AUFGABE:
Führe bitte den Erlebnisbericht über das Aussperren aus der Wohnung nach seinem letzten Satz weiter.
── TEXTABSCHNITT
Naja, als wir dann alles in der anderen Wohnung hatte (nach ca. 1 ½ Tagen), waren Sandra und ich bei den Nachbarn um KURZ etwas zu holen, da - BOOMMM - ist die Tür von unserer Wohnung ins Schloss gefallen.
Anziehsachen, Handy, Geld, Papiere, Laptop, Deo, Essen und vor allem die Schlüssen in der Wohnung. DUMME SACHE!! Wir hatten ein kleines Problem: ich trug eine Schwimmhose und mein Schlaf-T-Shrit und Sandra war auch noch im Pyjama...und wir kamen nicht an unsere Anziehsachen, oder an sonst irgendwas.
In solchen Situationen beweisen sich dann gute Nachbarn: als klar wurde, dass der Schlüsseldienst erst am Nachmittag kommen würde, bekamen wir eine Dusche und Anziehsachen....ich bekam zum Beispiel ein knalliges rotes Poloshirt (genau meine Farbe...passt wunderbar zu meinen Haaren und meinen roten Bäckchen) und eine "etwas" zu weite Hose. Zu allem Überfluss hatte ich am Nachmittag Tanzunterricht (der wird hier im RED angeboten) und eine runterrutschende Hose hat beim tanzen bisher selten geholfen ^^ so eine Schei… nein, böses Wort… Mierda – das versteht keiner =P
So jetzt noch ein paar andere Erlebnisse meiner letzten zwei Wochen im „NewsFlash“, sonst wirds wieder zu lang:
NEWSFLASH (...ich war wirklich zu lange dem schlechten deutschen Fernsehprogramm ausgeliefert – hier habe ich keinen Fernseher, was mich, zu meiner Überraschung, überhaupt nicht stört):
1. Killerwochenende: An dem ich eine 9 Stunden Reunìon (Besprechung/Treffen) im RED hatte, bei dem es um die Formulierungen in einem Dokument ging, wie sich das RED definiert. An sich eine wichtige Sache, aber für mich viel zu schwer und dementsprechend langweilig (aber ich habe die Zeit genutzt und mir das erste Mal in meinem Leben die Finger maniküren lassen – für 1.50€) Danach bin ich zu einer Geburtstagsparty, die bis 6Uhr morgens ging. Am nächsten Tag hatte ich denn ab 13Uhr meine erste Gruppenstunde die bis 20Uhr ging – ICH WAR HALB TOT!!! Ach was red ich: ICH WAR TOT!
────
── BEREITGESTELLTES MATERIAL
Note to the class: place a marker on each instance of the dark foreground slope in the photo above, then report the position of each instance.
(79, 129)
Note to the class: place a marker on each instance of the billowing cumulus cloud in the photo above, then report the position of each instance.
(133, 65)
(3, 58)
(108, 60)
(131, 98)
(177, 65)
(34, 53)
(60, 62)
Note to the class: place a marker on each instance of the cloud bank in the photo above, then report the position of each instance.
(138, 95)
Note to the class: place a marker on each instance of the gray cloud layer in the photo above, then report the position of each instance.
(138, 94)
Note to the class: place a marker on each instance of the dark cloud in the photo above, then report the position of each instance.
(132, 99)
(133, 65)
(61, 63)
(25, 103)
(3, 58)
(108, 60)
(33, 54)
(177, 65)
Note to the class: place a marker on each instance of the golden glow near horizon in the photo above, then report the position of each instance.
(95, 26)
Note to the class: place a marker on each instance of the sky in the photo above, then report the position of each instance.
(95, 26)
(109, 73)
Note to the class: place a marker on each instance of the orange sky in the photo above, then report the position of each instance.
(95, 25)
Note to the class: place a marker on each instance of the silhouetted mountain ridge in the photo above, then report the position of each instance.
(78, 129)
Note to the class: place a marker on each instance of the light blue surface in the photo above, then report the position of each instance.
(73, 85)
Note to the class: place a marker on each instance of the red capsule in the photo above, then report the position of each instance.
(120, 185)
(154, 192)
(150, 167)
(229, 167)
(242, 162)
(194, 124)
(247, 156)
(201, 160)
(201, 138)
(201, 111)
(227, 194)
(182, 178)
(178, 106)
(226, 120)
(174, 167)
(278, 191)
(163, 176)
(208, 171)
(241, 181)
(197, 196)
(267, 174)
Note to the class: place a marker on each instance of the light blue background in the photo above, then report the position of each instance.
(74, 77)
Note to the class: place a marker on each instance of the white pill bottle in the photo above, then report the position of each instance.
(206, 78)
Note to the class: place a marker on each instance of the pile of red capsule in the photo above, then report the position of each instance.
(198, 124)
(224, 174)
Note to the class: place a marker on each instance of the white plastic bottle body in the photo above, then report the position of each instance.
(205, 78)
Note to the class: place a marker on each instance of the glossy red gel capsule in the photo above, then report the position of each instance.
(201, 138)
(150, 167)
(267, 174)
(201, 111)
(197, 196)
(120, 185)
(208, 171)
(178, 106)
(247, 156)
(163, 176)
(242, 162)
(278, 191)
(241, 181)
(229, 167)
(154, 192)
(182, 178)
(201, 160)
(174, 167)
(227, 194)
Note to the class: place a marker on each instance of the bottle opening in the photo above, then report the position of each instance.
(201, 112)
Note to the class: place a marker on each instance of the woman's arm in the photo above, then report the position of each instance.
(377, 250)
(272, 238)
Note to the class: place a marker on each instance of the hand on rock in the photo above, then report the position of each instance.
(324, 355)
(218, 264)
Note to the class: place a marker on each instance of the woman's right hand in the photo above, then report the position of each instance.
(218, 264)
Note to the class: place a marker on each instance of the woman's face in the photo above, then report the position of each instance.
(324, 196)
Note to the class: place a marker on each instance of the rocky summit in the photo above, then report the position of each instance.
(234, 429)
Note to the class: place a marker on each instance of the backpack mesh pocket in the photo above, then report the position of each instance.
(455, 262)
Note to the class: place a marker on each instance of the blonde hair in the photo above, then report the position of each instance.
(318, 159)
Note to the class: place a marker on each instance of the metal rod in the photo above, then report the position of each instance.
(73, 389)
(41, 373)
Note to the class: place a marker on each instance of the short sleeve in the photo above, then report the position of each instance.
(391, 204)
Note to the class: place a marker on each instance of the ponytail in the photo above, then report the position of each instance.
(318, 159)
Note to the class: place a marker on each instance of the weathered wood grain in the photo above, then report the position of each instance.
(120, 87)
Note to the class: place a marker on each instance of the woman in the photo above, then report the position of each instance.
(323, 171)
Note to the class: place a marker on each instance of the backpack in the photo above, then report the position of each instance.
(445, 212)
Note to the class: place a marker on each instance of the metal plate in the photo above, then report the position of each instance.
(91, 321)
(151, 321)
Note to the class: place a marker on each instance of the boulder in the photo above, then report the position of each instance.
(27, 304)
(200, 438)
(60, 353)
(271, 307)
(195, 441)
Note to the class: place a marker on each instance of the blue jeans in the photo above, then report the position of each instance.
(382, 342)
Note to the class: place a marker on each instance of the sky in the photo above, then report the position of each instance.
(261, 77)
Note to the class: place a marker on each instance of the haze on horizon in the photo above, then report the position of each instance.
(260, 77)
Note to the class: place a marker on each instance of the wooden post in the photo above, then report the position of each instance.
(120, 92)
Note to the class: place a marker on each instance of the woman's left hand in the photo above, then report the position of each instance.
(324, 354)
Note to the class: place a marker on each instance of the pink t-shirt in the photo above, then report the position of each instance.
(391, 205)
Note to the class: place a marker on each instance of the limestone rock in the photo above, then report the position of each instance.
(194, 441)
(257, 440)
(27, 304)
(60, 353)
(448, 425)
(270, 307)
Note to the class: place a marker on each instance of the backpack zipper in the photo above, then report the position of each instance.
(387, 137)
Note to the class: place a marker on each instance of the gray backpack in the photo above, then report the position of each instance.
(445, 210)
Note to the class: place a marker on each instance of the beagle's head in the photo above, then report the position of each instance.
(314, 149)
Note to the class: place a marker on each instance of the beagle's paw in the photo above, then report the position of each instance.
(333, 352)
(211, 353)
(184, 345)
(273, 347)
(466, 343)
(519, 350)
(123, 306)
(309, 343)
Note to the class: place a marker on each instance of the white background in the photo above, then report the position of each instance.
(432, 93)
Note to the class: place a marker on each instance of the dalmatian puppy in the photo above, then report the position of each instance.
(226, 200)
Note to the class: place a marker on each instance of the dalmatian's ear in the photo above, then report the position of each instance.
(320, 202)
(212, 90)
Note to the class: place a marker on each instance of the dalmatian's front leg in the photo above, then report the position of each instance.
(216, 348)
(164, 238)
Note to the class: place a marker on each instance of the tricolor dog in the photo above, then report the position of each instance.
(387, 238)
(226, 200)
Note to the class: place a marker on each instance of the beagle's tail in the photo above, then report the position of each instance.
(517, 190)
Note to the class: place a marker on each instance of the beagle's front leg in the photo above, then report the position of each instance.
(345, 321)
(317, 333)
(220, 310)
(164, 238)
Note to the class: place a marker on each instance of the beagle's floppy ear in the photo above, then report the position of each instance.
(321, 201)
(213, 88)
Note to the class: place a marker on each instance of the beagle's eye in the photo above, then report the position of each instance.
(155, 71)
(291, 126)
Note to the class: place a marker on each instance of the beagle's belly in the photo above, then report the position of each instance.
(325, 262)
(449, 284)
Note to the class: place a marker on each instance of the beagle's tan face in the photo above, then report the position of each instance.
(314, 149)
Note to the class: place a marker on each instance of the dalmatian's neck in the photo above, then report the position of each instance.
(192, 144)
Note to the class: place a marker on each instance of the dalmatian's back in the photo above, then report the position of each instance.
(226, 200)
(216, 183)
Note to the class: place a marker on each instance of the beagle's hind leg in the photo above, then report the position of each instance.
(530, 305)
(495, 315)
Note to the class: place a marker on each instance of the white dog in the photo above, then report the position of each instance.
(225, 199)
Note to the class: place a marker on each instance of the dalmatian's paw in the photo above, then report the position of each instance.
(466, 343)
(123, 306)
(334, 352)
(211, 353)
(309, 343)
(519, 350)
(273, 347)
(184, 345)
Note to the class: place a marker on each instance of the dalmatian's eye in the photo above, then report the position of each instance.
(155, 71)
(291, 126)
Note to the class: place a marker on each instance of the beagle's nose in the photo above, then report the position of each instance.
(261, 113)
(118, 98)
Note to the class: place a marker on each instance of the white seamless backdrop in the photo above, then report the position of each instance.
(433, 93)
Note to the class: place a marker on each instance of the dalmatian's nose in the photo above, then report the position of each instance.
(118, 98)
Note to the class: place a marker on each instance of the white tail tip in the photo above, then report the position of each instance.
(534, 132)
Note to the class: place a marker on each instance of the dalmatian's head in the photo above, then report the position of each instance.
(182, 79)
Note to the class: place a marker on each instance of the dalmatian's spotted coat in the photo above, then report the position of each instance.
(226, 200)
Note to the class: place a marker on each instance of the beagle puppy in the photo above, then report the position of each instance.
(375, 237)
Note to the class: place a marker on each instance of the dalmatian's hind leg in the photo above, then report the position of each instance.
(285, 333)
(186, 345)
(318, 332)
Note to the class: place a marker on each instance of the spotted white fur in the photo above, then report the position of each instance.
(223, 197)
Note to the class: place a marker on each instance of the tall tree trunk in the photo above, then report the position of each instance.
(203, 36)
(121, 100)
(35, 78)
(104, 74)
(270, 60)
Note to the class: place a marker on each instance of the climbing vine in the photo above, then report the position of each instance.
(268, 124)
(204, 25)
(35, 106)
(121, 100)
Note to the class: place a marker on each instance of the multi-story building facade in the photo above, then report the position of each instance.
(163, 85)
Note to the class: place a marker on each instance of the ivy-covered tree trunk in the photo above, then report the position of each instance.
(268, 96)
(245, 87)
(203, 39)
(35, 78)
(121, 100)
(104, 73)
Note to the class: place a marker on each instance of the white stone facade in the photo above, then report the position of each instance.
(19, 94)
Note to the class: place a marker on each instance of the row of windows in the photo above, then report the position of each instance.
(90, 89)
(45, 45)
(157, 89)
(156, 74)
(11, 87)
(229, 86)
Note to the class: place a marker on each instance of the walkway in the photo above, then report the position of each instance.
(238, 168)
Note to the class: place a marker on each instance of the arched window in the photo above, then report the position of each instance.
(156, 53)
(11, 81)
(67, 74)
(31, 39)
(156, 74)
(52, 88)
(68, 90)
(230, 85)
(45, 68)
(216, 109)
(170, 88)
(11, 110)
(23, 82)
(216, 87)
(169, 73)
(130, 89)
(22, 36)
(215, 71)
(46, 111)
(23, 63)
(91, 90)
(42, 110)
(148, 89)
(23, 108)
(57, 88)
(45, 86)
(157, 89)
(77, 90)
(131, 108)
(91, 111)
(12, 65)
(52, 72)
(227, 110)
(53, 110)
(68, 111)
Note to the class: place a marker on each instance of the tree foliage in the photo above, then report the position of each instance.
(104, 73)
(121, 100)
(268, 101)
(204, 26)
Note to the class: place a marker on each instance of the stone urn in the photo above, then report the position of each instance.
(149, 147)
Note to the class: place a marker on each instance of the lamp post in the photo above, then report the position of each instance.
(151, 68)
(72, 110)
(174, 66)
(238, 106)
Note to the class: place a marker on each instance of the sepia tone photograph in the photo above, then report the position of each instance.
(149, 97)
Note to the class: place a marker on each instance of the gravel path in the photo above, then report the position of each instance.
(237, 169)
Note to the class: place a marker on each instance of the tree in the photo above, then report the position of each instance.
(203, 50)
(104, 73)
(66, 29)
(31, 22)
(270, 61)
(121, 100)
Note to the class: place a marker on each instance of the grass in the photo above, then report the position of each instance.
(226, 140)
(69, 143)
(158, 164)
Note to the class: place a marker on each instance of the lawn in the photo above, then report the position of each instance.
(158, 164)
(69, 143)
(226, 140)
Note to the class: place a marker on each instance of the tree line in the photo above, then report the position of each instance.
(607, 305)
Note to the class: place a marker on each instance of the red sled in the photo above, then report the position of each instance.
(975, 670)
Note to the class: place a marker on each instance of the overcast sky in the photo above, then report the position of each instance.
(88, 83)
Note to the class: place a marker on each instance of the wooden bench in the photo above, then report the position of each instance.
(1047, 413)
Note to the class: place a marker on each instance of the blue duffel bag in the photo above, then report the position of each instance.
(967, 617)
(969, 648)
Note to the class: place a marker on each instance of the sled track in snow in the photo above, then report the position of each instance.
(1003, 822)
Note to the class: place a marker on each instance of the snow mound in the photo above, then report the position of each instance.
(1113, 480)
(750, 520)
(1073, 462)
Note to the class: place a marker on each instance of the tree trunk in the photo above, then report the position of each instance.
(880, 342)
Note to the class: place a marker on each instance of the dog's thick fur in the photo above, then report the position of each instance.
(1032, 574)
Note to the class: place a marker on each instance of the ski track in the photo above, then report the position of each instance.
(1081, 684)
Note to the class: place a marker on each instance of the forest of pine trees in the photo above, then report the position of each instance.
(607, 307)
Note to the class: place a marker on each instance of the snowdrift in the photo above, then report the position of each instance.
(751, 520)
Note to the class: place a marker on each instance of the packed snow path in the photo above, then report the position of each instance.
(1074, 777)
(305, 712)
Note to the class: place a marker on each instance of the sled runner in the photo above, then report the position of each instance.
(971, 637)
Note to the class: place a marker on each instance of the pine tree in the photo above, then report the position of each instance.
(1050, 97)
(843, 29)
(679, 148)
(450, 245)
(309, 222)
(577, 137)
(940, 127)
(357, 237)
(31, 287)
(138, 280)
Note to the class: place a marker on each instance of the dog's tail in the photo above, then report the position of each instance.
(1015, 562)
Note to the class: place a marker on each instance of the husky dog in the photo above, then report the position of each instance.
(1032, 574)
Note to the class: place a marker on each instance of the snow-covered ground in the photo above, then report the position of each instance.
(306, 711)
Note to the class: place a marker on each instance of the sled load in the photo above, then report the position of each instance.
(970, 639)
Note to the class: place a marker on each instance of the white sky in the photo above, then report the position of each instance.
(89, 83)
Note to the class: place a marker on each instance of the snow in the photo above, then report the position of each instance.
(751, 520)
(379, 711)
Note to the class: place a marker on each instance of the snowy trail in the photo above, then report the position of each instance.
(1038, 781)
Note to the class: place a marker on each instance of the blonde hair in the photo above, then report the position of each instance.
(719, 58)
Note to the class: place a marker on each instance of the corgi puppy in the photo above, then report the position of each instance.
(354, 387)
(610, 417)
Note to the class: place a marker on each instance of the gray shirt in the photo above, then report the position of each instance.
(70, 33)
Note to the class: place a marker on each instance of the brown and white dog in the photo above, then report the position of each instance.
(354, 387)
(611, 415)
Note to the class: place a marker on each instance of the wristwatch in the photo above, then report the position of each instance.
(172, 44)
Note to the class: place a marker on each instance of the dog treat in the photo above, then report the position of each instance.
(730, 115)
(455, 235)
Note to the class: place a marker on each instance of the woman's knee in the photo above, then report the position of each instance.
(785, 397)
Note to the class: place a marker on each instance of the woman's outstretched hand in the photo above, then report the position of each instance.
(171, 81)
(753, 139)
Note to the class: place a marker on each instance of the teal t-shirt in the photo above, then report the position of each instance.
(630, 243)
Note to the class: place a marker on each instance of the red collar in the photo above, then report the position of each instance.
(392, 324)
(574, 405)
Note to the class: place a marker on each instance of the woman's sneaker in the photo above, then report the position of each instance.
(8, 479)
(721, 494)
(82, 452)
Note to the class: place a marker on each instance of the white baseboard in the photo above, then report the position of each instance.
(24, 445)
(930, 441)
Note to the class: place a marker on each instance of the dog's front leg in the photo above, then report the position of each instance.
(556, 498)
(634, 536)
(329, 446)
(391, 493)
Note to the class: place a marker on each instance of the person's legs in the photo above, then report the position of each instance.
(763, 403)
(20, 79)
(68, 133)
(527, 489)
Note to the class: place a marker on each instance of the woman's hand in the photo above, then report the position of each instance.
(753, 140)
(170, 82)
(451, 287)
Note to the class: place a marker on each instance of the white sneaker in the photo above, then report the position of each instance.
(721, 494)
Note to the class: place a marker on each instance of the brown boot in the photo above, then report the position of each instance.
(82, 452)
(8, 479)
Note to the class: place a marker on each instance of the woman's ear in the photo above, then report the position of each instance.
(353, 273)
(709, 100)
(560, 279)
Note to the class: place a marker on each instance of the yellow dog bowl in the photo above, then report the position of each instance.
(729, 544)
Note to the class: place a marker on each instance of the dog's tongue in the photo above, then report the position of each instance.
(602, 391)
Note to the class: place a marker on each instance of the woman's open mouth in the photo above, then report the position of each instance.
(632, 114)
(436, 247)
────
ERGEBNIS:
2. Protestaktion vor einer Klinik für Frauen. Das interessante war, dass auf der einen Straßen Seite die Menschen standen, die die Klinik und alle ihre ketzerischen, eingewiesenen Frauen am liebsten wie eine Hexe verbrannt hätten (an dieser Stelle muss ich einräumen, dass ich maßlos übertreibe!!!). Und auf der anderen Seite, die Menschen (die interessanter und (meiner Meinung nach) trauriger Weise Zahlenmäßig weit unterlegen waren), die Abtreibung nicht für eine Todsünde halten und die den Frauen, die Vergewaltigt worden oder gegen ihren Willen schwanger sind, eine Chance bieten wollen, ihr Leben so zu leben wie sie es für richtig halten (tut mir leid, dass ich an dieser Stelle etwas subjektiv schreibe).
3. Vor ca. 5Min habe ich jemanden kennen gelernt, der die Bandmitglieder von Culcha Candela wie Brüder kennt und 4 Jahre mit ihnen durch Deutschland getourt ist….GEIL^^
4. Ich habe die kulturele Seite von Medellin kennen gelernt: ich war mit Mauricio im Theater und mit drei Freunden im Kino (Hangover - selten so gelacht!).
So, das sollte reichen um euch die nächsten zwei Wochen zu beschäftigen, dann kommt langsam der nächste Bericht.
Bis dahin: Macht es gut und rocket Deutschland für mich!